-- EXTRACT TO READ start --
1

Here's an SQL statement (actually two statements) that works -- it's taking a series of matching rows and adding a delivery_number which increments for each row:

SELECT @i:=0;
UPDATE pipeline_deliveries AS d
SET d.delivery_number = @i:=@i+1
WHERE d.pipelineID = 11
ORDER BY d.setup_time;

But now, the client no longer wants them ordered by setup_time. They needed to be ordered according to departure time, which is a field in another table. I can't figure out how to do this.

The MySQL docs, as well as this answer, suggest that in version 4.0 and up (we're running MySQL 5.0) I should be able to do this:

SELECT @i:=0;
UPDATE pipeline_deliveries AS d RIGHT JOIN pipeline_routesXdeliveryID AS rXd
    ON d.pipeline_deliveryID = rXd.pipeline_deliveryID
LEFT JOIN pipeline_routes AS r
    ON rXd.pipeline_routeID = r.pipeline_routeID
SET d.delivery_number = @i:=@i+1
WHERE d.pipelineID = 11
ORDER BY r.departure_time,d.pipeline_deliveryID;

but I get the error #1221 - Incorrect usage of UPDATE and ORDER BY.

So what's the correct usage?

Community
  • 1
  • 1
Blazemonger
  • 90,923
  • 26
  • 142
  • 180

3 Answers3

2

You can't mix UPDATE joining 2 (or more) tables and ORDER BY.

You can bypass the limitation, with something like this:

UPDATE 
    pipeline_deliveries AS upd
  JOIN
    ( SELECT t.pipeline_deliveryID, 
             @i := @i+1 AS row_number 
      FROM 
          ( SELECT @i:=0 ) AS dummy
        CROSS JOIN 
          ( SELECT d.pipeline_deliveryID
            FROM 
                pipeline_deliveries AS d 
              JOIN 
                pipeline_routesXdeliveryID AS rXd
                  ON d.pipeline_deliveryID = rXd.pipeline_deliveryID
              LEFT JOIN 
                pipeline_routes AS r
                  ON rXd.pipeline_routeID = r.pipeline_routeID
            WHERE 
                d.pipelineID = 11
            ORDER BY 
                r.departure_time, d.pipeline_deliveryID
          ) AS t
    ) AS tmp
      ON tmp.pipeline_deliveryID = upd.pipeline_deliveryID
SET 
    upd.delivery_number = tmp.row_number ;

The above uses two features of MySQL, user defined variables and ordering inside a derived table. Because the latter is not standard SQL, it may very well break in a feature release of MySQL (when the optimizer is clever enough to figure out that ordering inside a derived table is useless unless there is a LIMIT clause). In fact the query would do exactly that in the latest versions of MariaDB (5.3 and 5.5). It would run as if the ORDER BY was not there and the results would not be the expected. See a related question at MariaDB site: GROUP BY trick has been optimized away.

The same may very well happen in any future release of main-strean MySQL (maybe in 5.6, anyone care to test this?) that will improve the optimizer code.

So, it's better to write this in standard SQL. The best would be window functions which haven't been implemented yet. But you could also use a self-join, which will be not very bad regarding efficiency, as long as you are dealing with a small subset of rows to be affected by the update.
-- EXTRACT TO READ end --
-- ITEMS start --
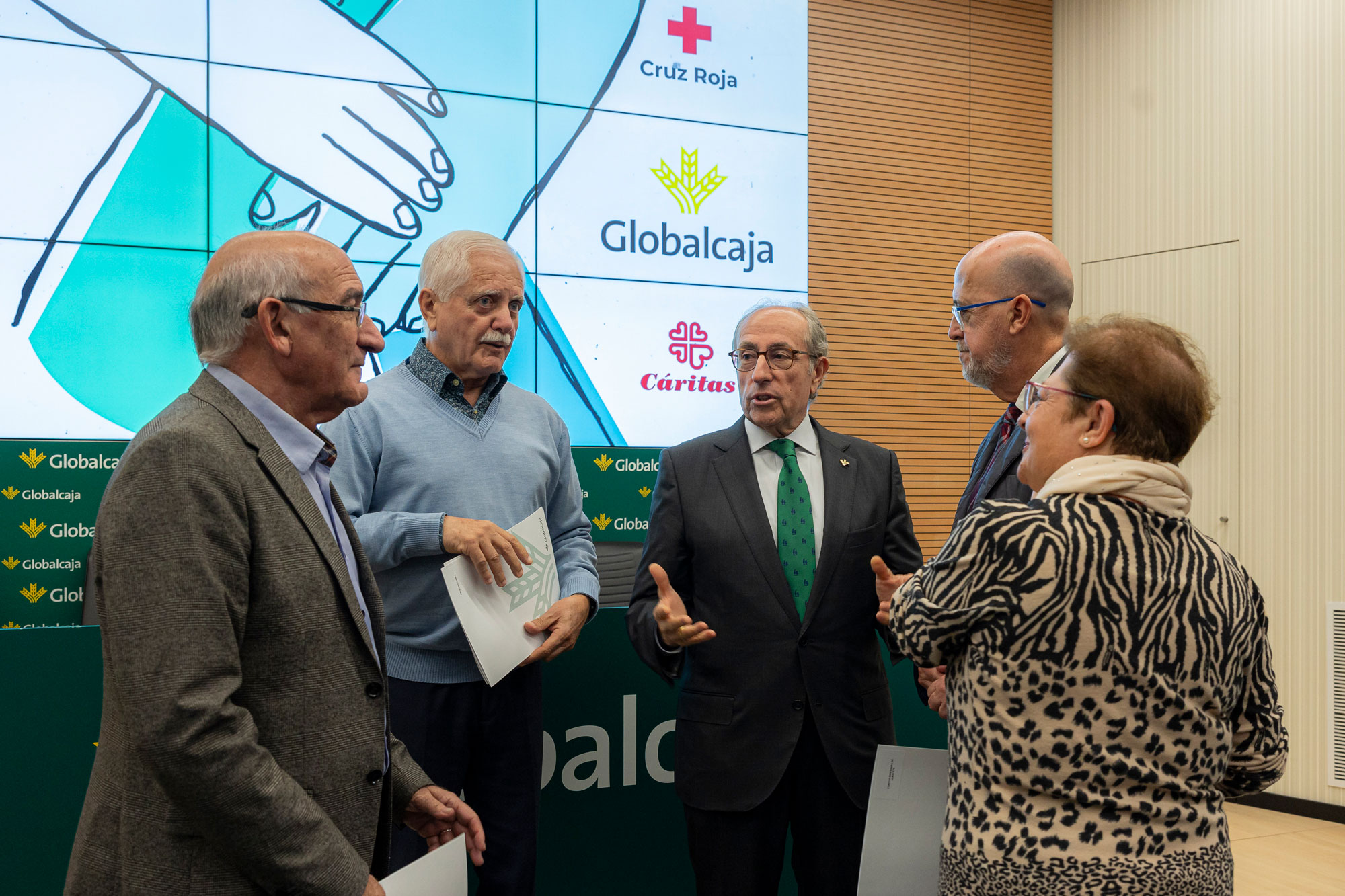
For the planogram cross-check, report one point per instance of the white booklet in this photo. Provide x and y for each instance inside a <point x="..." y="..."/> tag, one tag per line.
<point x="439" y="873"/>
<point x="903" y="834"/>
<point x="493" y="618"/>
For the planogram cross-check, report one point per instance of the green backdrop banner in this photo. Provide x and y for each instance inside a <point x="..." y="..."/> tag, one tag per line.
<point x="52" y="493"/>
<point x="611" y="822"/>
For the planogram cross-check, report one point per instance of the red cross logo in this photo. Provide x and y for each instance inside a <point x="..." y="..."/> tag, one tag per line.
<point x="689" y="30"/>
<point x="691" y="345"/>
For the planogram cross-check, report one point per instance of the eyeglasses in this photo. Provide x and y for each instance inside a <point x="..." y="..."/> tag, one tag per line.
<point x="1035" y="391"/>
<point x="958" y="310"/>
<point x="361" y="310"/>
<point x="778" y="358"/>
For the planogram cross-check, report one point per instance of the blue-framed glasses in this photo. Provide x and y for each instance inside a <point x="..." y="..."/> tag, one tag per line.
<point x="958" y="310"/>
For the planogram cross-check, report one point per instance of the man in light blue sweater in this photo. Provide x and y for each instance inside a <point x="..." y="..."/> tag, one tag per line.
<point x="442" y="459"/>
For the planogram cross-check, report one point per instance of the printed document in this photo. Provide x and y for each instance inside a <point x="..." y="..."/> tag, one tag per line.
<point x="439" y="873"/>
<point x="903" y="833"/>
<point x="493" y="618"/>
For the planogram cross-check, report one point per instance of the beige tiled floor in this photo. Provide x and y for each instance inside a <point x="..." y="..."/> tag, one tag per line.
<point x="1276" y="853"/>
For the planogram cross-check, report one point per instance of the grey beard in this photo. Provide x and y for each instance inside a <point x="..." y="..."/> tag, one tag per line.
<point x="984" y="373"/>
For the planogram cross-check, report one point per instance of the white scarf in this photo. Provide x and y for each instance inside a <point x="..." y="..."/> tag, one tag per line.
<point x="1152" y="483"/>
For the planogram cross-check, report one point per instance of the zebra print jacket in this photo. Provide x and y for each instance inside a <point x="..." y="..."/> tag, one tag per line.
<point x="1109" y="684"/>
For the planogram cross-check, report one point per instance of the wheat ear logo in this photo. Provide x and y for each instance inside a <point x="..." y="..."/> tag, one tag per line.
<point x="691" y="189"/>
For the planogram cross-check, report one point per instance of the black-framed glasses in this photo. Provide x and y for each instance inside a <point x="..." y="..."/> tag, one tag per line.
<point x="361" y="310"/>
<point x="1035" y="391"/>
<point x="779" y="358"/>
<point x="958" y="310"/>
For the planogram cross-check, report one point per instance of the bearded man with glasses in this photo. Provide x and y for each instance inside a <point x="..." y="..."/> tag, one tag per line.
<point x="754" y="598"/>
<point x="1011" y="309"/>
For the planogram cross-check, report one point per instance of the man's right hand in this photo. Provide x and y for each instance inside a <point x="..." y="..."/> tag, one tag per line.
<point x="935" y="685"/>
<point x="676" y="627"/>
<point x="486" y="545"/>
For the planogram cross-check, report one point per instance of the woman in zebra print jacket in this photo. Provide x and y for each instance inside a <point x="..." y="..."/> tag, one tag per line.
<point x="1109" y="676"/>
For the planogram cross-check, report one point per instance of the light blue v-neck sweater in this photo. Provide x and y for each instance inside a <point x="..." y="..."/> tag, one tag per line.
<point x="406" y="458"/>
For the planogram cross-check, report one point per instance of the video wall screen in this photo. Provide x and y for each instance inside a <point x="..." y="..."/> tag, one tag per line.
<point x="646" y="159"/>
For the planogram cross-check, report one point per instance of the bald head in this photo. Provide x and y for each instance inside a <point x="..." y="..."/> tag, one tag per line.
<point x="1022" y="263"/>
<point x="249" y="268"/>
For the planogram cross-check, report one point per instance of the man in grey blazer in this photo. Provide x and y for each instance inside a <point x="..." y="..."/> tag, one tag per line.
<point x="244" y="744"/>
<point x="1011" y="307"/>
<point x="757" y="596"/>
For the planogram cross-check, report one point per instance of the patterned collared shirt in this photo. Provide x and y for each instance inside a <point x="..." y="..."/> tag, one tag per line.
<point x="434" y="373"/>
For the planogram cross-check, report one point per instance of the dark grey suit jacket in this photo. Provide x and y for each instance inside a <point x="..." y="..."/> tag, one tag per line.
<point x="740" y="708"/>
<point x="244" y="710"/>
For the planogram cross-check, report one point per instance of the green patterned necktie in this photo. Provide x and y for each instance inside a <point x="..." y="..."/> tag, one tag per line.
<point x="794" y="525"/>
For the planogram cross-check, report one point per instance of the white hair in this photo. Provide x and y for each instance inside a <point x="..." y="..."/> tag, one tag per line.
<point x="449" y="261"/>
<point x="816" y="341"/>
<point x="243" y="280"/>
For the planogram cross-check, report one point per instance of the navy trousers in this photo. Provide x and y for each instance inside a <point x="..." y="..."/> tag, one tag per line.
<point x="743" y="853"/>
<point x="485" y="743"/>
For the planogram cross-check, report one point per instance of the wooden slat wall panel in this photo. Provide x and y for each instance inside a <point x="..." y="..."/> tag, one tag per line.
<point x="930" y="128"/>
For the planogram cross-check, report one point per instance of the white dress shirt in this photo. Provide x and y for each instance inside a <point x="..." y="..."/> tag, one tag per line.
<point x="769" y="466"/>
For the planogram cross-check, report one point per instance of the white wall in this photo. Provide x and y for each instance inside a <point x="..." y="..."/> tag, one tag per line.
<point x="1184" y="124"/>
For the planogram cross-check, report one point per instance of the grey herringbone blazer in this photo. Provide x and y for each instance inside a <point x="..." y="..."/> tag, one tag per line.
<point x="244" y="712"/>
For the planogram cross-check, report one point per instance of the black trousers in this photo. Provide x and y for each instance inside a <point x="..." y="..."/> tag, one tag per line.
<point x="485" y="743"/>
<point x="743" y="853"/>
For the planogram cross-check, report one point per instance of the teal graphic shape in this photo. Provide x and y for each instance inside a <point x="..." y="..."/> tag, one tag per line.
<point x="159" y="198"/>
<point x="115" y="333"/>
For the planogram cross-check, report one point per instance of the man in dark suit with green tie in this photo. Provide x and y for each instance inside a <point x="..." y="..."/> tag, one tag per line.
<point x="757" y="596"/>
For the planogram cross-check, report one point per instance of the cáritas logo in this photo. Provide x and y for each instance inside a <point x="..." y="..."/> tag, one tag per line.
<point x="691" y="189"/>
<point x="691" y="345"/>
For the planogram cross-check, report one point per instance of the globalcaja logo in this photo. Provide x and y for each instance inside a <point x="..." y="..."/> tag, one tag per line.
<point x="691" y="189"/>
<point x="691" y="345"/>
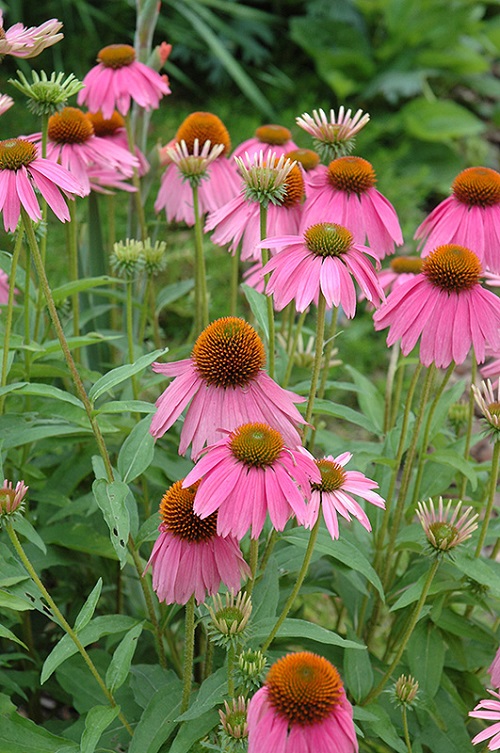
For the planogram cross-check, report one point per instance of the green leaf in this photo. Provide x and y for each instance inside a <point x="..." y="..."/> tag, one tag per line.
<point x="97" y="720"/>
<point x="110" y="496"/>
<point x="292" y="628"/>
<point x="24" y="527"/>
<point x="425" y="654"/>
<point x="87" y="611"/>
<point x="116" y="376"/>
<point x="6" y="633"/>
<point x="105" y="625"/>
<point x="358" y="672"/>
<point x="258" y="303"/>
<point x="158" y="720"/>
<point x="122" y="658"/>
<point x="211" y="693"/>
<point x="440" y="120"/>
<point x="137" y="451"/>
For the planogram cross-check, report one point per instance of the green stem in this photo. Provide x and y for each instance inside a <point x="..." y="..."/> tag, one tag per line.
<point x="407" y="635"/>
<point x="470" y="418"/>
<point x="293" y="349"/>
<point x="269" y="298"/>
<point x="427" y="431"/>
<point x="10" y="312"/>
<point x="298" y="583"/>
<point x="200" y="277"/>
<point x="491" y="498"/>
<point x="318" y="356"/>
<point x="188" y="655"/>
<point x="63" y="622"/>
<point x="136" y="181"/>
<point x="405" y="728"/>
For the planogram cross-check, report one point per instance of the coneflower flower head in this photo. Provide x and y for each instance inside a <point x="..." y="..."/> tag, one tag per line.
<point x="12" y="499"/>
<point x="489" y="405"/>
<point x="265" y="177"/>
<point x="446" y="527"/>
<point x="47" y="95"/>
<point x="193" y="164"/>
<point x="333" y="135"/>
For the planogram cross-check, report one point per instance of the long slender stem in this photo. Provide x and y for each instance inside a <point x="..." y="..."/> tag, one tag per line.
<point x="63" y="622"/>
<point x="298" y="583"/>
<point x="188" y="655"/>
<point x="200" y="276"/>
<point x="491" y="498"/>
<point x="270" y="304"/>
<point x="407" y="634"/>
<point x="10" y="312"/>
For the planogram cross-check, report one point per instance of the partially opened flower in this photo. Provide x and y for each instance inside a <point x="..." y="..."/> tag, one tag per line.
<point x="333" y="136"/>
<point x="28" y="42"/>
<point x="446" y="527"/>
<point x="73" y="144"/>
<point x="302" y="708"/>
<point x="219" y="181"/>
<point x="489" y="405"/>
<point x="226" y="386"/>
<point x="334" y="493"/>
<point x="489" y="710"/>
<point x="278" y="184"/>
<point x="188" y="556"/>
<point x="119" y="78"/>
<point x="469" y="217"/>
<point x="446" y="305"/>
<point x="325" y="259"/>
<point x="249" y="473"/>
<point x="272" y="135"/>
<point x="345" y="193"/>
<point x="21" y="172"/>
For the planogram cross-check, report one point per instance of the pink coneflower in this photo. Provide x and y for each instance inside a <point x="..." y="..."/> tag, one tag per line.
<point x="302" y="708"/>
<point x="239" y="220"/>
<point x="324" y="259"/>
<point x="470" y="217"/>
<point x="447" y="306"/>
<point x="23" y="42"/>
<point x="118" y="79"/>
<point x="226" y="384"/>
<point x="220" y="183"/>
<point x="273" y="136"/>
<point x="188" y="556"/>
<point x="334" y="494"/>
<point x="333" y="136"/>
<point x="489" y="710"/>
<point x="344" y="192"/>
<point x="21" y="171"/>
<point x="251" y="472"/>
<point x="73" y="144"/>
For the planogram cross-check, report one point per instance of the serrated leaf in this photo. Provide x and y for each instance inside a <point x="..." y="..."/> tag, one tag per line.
-- ITEMS end --
== TASKS TO PERFORM ==
a – Which database tables do the SQL statements in the MySQL thread refer to? Name each table once.
b – Could you carry on the MySQL thread from the point where it stops?

== OUTPUTS BY TASK ==
a – pipeline_deliveries, pipeline_routesXdeliveryID, pipeline_routes

b –
UPDATE 
    pipeline_deliveries AS upd
  JOIN
    ( SELECT t1.pipeline_deliveryID
           , COUNT(*) AS row_number
      FROM
          ( SELECT d.pipeline_deliveryID
                 , r.departure_time
            FROM 
                pipeline_deliveries AS d 
              JOIN 
                pipeline_routesXdeliveryID AS rXd
                  ON d.pipeline_deliveryID = rXd.pipeline_deliveryID
              LEFT JOIN 
                pipeline_routes AS r
                  ON rXd.pipeline_routeID = r.pipeline_routeID
            WHERE 
                d.pipelineID = 11
          ) AS t1
        JOIN
          ( SELECT d.pipeline_deliveryID
                 , r.departure_time
            FROM 
                pipeline_deliveries AS d 
              JOIN 
                pipeline_routesXdeliveryID AS rXd
                  ON d.pipeline_deliveryID = rXd.pipeline_deliveryID
              LEFT JOIN 
                pipeline_routes AS r
                  ON rXd.pipeline_routeID = r.pipeline_routeID
            WHERE 
                d.pipelineID = 11
          ) AS t2
          ON t2.departure_time < t2.departure_time
          OR t2.departure_time = t2.departure_time 
             AND t2.pipeline_deliveryID <= t1.pipeline_deliveryID
          OR t1.departure_time IS NULL
             AND ( t2.departure_time IS NOT NULL
                OR t2.departure_time IS NULL
                   AND t2.pipeline_deliveryID <= t1.pipeline_deliveryID
                 )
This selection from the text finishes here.